== Passage to read ==

Yeah, well, it's also good for productivity.
Like, if I clear a whole row of packaging within a certain time frame, I have a little wank to celebrate.
Yeah, but isn't that a false economy? Because the time you save by working quickly would presumably be eaten up by wanking.
Yeah, you're right.
My life's fucked.
(LAUGHS) What? No-one's saying that.
No.
At school, everyone looked up to me and now I'm just some goon rubbing one out during coffee breaks.
No way.
Hey, no.
Hey.
Listen, you've got a you've got a beautiful wife, you've got a nice house, a job where you can wank.
No, no, no.
I got to reboot this shit.
Stop the car.
No, hang on, hang on, hang on.
I'll just I'll drive you home.
No, just fuckin' stop the car.
I'm finding it hard to breathe.
Just stop the car.
I need to have a fuckin' drink.
Alright, alright.
Just keep breathing.
- You can have a drink when - Just stop the car, mate! - Stop the fuckin' car! - I'm stopping.
- Stop the car! - I'm stopping! Macca, don't Fuckin' fuck off! Mate (SLAMS DOOR) (HORNS HONK) Macca, you forgot your pants! (PHONE RINGS) - Kerry, is that you? - Yeah.
Alright.
How'd Barney go? Did he chuck one up her? Mate, Daisy's giving off so much heat, I could toast marshmallows off her arse, yet Barney won't go near her.

===
== Raw records ==

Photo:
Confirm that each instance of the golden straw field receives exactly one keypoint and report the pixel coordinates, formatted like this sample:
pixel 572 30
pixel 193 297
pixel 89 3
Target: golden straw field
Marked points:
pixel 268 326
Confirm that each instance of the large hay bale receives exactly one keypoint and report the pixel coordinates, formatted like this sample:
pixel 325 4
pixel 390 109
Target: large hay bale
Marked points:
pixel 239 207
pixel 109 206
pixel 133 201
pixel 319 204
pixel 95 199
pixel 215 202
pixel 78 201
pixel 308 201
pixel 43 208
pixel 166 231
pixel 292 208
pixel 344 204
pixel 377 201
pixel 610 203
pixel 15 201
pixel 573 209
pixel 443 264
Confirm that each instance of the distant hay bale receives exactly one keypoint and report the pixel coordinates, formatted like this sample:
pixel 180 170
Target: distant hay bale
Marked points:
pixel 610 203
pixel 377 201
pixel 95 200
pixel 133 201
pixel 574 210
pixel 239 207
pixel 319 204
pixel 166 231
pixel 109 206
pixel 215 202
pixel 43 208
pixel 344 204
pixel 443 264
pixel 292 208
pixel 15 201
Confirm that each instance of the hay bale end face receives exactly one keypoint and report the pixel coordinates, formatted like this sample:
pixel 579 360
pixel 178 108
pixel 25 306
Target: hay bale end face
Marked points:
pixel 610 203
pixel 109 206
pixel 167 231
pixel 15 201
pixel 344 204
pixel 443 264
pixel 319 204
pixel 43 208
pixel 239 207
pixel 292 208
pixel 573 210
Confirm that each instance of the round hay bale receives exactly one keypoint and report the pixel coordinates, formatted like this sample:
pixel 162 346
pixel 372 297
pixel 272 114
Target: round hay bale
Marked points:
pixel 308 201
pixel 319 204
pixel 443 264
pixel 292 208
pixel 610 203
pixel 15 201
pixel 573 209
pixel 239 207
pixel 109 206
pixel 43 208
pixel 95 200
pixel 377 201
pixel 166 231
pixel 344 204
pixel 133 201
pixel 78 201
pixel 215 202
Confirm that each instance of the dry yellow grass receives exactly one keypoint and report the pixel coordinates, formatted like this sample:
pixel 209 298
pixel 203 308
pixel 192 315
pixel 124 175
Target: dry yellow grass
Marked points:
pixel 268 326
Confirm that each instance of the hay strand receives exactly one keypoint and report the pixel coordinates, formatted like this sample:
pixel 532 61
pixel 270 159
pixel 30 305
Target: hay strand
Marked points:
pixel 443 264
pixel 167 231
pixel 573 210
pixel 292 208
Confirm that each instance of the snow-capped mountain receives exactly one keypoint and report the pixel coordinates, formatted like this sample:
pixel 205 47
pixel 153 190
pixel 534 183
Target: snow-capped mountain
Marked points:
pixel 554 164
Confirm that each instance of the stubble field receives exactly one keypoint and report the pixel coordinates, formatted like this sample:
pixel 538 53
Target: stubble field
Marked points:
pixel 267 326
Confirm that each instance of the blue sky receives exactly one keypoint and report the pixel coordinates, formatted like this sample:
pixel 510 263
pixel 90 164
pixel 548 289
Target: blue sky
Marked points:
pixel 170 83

===

Aim of the exercise –
Transcribe the stretch of the dialogue from "I'll just I'll" through "go near her.". The material bears no relation to the dialogue.

The response –
I'll just I'll drive you home.
No, just fuckin' stop the car.
I'm finding it hard to breathe.
Just stop the car.
I need to have a fuckin' drink.
Alright, alright.
Just keep breathing.
- You can have a drink when - Just stop the car, mate! - Stop the fuckin' car! - I'm stopping.
- Stop the car! - I'm stopping! Macca, don't Fuckin' fuck off! Mate (SLAMS DOOR) (HORNS HONK) Macca, you forgot your pants! (PHONE RINGS) - Kerry, is that you? - Yeah.
Alright.
How'd Barney go? Did he chuck one up her? Mate, Daisy's giving off so much heat, I could toast marshmallows off her arse, yet Barney won't go near her.